__TASK DETAILS__.
What is needed here is an exact copy of all the entries below.

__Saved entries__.

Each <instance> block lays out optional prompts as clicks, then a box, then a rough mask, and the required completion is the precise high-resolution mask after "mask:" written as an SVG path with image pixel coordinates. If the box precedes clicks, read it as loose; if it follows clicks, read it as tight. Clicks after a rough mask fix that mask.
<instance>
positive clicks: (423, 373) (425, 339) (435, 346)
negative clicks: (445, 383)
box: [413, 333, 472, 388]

__YOUR RESPONSE__.
Each <instance> block lays out optional prompts as clicks, then a box, then a rough mask, and the required completion is the precise high-resolution mask after "mask:" written as an SVG path with image pixel coordinates. If the box precedes clicks, read it as loose; if it follows clicks, read it as tight. Clicks after a rough mask fix that mask.
<instance>
positive clicks: (423, 373) (425, 339) (435, 346)
negative clicks: (445, 383)
box: [413, 333, 472, 388]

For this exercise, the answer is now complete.